● The problem: Locate the line containing "Where can the dark trousers", then please write out that line and all the lines below it in the entries exactly.

Material provided Start Marker

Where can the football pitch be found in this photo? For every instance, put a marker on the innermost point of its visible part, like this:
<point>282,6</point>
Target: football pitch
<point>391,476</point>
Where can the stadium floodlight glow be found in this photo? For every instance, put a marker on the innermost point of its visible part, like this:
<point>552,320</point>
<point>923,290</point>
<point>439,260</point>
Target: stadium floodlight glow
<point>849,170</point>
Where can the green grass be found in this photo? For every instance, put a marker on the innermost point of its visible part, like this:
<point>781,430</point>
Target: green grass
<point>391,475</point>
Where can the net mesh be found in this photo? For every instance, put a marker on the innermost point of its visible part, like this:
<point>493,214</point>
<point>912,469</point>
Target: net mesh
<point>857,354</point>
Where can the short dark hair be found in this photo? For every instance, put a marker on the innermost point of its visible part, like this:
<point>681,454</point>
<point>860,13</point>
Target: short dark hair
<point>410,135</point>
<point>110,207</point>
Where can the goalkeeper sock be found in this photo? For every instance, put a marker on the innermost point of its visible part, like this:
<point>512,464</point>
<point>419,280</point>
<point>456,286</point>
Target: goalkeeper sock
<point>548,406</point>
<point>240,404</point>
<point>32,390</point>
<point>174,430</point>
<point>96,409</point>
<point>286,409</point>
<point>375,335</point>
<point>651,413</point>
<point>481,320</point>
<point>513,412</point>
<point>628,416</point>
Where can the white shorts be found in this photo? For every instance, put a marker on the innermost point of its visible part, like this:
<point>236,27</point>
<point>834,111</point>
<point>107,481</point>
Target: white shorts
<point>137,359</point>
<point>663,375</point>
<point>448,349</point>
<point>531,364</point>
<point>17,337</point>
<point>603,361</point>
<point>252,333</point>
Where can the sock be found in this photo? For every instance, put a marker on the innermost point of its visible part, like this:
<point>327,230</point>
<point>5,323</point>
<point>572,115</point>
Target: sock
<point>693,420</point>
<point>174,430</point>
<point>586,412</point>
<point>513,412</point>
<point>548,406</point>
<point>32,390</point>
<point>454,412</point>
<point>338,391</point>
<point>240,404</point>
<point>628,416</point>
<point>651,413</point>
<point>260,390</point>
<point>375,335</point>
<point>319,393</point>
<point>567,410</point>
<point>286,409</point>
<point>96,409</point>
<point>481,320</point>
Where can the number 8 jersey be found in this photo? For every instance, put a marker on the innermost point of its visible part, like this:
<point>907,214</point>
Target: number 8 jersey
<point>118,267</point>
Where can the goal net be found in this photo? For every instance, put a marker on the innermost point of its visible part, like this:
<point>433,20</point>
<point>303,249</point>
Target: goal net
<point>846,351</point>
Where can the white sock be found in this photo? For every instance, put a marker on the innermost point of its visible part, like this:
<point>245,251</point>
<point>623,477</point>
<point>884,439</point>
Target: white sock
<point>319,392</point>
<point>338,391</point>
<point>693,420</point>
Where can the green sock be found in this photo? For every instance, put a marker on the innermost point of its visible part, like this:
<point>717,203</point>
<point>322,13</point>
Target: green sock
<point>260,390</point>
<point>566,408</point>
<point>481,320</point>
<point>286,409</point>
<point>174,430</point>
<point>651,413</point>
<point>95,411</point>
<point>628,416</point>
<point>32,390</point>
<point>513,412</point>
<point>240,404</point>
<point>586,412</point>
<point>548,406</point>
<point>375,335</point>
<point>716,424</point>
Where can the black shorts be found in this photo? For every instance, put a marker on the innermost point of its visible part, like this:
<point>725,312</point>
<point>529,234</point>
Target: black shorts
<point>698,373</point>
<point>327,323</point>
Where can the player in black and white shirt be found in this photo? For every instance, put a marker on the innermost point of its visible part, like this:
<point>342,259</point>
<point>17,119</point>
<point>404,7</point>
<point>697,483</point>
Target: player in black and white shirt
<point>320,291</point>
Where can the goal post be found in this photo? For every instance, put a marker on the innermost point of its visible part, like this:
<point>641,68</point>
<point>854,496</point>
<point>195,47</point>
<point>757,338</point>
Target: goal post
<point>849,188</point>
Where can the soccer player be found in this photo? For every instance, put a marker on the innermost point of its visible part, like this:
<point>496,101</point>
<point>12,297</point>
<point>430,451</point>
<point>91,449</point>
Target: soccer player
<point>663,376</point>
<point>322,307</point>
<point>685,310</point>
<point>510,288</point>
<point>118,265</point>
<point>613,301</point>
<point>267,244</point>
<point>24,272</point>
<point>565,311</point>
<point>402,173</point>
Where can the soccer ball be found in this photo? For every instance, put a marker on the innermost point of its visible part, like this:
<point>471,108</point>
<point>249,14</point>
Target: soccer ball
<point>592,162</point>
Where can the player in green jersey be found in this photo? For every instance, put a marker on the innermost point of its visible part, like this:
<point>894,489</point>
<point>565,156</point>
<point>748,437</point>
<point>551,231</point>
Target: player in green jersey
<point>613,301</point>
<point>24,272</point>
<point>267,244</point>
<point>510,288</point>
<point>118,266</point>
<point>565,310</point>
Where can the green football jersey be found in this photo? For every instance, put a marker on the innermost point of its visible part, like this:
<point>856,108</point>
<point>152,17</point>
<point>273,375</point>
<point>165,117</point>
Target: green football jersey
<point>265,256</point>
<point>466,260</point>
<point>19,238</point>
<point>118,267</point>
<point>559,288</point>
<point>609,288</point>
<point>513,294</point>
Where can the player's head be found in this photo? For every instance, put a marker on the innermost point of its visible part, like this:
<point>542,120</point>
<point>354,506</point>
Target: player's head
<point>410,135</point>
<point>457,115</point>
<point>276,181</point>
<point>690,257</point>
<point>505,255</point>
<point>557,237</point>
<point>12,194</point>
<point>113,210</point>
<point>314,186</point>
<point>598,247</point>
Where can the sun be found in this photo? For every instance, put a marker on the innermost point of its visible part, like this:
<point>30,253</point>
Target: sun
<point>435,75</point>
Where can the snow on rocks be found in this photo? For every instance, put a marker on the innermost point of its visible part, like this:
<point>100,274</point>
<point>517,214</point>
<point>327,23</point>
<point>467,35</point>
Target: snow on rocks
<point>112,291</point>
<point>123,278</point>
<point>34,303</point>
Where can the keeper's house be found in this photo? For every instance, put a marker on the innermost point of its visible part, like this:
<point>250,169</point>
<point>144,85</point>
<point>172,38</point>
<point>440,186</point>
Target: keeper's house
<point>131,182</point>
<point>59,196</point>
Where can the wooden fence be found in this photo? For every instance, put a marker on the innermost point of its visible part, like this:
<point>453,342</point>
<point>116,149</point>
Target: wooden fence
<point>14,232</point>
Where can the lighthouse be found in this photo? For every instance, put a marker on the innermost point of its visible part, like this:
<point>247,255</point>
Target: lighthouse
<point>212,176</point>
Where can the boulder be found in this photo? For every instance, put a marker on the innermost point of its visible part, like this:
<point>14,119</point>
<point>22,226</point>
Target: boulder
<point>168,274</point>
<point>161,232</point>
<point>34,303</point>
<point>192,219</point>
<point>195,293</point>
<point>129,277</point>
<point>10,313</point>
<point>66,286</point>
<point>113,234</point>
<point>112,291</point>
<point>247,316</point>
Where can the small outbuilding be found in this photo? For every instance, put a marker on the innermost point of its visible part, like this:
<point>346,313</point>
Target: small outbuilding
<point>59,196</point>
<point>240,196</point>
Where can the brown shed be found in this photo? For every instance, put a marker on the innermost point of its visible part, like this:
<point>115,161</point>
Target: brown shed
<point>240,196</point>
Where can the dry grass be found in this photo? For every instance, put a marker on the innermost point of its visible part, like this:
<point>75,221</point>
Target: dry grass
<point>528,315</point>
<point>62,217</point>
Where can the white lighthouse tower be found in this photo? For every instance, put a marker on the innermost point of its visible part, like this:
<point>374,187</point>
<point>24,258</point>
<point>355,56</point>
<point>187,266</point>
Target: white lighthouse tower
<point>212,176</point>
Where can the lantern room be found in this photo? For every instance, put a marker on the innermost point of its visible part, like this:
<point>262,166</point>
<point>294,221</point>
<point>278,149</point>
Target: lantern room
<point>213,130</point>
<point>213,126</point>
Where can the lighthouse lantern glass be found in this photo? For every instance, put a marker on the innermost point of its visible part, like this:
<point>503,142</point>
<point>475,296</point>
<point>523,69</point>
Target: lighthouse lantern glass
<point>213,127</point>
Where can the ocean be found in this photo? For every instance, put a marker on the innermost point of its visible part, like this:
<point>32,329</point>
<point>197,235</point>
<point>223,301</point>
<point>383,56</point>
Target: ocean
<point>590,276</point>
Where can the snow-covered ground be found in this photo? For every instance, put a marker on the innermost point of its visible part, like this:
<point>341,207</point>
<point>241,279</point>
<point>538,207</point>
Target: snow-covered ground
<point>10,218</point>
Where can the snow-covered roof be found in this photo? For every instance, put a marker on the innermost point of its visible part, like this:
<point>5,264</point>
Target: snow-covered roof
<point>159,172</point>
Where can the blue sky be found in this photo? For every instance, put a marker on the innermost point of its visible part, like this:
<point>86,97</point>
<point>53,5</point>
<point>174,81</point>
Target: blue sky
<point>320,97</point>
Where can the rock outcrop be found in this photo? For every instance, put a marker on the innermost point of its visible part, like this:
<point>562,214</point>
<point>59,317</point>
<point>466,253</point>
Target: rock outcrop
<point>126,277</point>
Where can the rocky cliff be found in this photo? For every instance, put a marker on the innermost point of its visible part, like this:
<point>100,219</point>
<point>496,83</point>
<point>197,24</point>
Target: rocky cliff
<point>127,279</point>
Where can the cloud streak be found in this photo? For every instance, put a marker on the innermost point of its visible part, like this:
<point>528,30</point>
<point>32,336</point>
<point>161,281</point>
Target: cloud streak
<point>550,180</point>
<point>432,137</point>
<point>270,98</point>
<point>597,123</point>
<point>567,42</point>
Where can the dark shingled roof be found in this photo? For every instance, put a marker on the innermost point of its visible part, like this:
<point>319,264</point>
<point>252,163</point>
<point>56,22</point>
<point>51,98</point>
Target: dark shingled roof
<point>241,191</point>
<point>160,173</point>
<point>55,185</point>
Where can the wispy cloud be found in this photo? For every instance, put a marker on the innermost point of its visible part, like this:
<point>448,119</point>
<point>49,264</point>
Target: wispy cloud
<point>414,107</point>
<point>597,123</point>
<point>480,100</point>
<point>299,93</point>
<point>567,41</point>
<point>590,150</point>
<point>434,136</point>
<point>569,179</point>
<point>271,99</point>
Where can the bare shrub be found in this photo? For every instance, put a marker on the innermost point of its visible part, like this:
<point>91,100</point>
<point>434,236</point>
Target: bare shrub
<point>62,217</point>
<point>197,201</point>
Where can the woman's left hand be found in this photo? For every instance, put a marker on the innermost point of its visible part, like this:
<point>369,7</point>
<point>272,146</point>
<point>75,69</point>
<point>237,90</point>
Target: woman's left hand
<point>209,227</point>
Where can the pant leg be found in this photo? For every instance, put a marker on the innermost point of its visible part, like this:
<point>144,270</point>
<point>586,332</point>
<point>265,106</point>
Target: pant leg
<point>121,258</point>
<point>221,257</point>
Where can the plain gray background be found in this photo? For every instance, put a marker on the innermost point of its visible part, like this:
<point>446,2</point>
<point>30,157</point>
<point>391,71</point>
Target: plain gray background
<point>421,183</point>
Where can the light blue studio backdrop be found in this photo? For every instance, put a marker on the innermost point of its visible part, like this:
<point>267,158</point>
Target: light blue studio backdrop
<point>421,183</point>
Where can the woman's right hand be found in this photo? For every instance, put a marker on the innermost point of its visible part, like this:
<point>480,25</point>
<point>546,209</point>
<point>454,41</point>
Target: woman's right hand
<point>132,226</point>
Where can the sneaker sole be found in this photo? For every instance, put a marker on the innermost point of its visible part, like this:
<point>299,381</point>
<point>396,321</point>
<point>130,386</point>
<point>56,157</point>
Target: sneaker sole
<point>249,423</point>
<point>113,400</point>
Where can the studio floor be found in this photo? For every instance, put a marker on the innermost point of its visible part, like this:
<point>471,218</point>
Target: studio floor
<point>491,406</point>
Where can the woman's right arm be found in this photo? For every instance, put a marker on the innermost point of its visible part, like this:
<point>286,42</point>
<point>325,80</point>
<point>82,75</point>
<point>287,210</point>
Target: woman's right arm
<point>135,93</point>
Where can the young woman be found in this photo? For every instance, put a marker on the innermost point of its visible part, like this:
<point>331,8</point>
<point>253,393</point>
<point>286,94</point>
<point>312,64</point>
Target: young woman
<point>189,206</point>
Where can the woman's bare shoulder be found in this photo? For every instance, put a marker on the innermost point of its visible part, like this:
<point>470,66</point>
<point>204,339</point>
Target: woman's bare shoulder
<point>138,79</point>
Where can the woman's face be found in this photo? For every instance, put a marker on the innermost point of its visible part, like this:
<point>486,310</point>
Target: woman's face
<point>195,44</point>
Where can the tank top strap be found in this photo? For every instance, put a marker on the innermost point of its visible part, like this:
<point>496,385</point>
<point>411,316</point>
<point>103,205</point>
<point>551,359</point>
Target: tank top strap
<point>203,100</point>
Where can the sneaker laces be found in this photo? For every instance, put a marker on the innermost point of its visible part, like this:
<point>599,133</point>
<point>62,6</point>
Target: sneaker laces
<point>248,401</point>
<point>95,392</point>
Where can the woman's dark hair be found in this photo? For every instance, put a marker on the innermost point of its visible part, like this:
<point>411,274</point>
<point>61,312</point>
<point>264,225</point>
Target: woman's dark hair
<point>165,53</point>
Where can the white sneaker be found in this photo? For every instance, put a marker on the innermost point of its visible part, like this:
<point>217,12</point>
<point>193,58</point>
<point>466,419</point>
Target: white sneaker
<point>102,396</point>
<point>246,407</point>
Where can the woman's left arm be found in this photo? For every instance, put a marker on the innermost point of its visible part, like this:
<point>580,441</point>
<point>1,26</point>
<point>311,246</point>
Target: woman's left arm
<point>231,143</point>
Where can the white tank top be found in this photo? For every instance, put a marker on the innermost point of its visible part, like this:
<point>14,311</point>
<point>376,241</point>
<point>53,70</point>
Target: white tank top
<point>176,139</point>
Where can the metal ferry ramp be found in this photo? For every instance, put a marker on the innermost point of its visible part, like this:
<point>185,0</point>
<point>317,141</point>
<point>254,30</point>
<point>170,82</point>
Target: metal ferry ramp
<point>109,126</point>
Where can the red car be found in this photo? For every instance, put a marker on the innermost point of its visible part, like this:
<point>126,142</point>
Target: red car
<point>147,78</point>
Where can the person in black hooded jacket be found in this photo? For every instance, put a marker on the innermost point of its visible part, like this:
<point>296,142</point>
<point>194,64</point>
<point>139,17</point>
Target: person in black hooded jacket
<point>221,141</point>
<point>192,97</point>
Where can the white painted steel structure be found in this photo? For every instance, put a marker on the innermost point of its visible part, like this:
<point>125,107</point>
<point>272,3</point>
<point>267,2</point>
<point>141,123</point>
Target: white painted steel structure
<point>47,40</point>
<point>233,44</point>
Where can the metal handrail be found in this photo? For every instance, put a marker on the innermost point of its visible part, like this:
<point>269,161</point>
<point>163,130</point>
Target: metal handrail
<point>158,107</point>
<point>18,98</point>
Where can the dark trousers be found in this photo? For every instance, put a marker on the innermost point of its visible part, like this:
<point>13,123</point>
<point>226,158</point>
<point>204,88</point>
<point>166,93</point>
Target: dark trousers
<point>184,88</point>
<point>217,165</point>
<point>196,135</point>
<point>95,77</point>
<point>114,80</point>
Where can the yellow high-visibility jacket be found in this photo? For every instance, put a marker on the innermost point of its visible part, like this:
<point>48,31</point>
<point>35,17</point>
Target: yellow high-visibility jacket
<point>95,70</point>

Material provided End Marker

● Exercise output:
Where can the dark trousers be found in this photo? For every instance, put a marker on the innermost point of its visible part, like this:
<point>13,123</point>
<point>226,158</point>
<point>204,88</point>
<point>166,93</point>
Target: dark trousers
<point>184,88</point>
<point>217,165</point>
<point>196,135</point>
<point>95,77</point>
<point>114,80</point>
Where can the yellow high-visibility jacket be found in this photo? For every instance, put a marker on the innermost point of its visible part, like this:
<point>48,31</point>
<point>35,17</point>
Target: yellow high-visibility jacket
<point>95,70</point>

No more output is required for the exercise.